• [Objective]
Copy the material below, replacing "black blazer" with "dark jacket" wherever it occurs and leaving everything else unchanged.

--- start Raw records ---

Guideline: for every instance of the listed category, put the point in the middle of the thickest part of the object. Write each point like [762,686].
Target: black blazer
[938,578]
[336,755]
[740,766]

--- end Raw records ---

• [Response to the task]
Guideline: for every instance of the listed category, put the point in the middle of the thickest part of the object. Write each point like [762,686].
Target: dark jacket
[938,578]
[336,755]
[740,766]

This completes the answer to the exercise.